#### [EXTRAIT CHOISI]
☆ ☆ ☆ ☆ ☆

Corée du Nord : la faute et la solution

Publié le 16 octobre 2006 Lecture : 3 minutes.

En 1994, les Nord-Coréens ont expulsé des inspecteurs de l’Agence internationale de l’énergie atomique (AIEA) et menacé de retraiter du combustible nucléaire irradié pour en extraire du plutonium, se donnant ainsi la possibilité de fabriquer des armes nucléaires. En cas de guerre dans la péninsule, tout le monde savait que les forces de la Corée du Sud et des États-Unis étaient capables d’infliger une écrasante défaite à celles du Nord. Mais on savait aussi que la Corée du Nord pouvait lancer plus de vingt mille obus et missiles sur Séoul, tout proche de la frontière.

Répondant à une invitation du président Kim Il-sung, et avec l’accord du président Bill Clinton, je me rendis à Pyongyang et négociai un accord aux termes duquel la Corée du Nord arrêterait son programme nucléaire de Yongbyon et permettrait aux inspecteurs de l’AIEA de retourner sur le site pour s’assurer que le combustible irradié n’était pas retraité. Il fut également convenu que des entretiens directs auraient lieu entre les deux Corées. On a donc continué de surveiller le combustible irradié (dont on estimait qu’il permettait de fabriquer une demi-douzaine de bombes), et il y a eu de longues discussions bilatérales. Les États-Unis ont assuré aux Nord-Coréens qu’ils n’avaient à craindre aucune menace militaire, que des livraisons de pétrole remplaceraient la puissance nucléaire perdue et qu’ils les aideraient à construire deux centrales atomiques modernes, sous la surveillance d’inspecteurs internationaux.

☆ ☆ ☆ ☆ ☆

Données
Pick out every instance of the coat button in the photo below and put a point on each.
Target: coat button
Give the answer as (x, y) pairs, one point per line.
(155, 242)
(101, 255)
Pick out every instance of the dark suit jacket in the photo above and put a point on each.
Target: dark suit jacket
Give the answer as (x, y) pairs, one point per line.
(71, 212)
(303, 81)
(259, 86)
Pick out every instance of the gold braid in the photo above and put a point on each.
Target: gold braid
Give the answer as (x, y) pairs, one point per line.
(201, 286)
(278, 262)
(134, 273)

☆ ☆ ☆ ☆ ☆

#### [CONSIGNE]
Pouvez-vous recopier mot pour mot le passage de l'article sur la Corée du Nord qui commence par les mots « En 1994, les » et s'achève sur « de la frontière. » ?

#### [SOLUTION RÉDIGÉE]
En 1994, les Nord-Coréens ont expulsé des inspecteurs de l’Agence internationale de l’énergie atomique (AIEA) et menacé de retraiter du combustible nucléaire irradié pour en extraire du plutonium, se donnant ainsi la possibilité de fabriquer des armes nucléaires. En cas de guerre dans la péninsule, tout le monde savait que les forces de la Corée du Sud et des États-Unis étaient capables d’infliger une écrasante défaite à celles du Nord. Mais on savait aussi que la Corée du Nord pouvait lancer plus de vingt mille obus et missiles sur Séoul, tout proche de la frontière.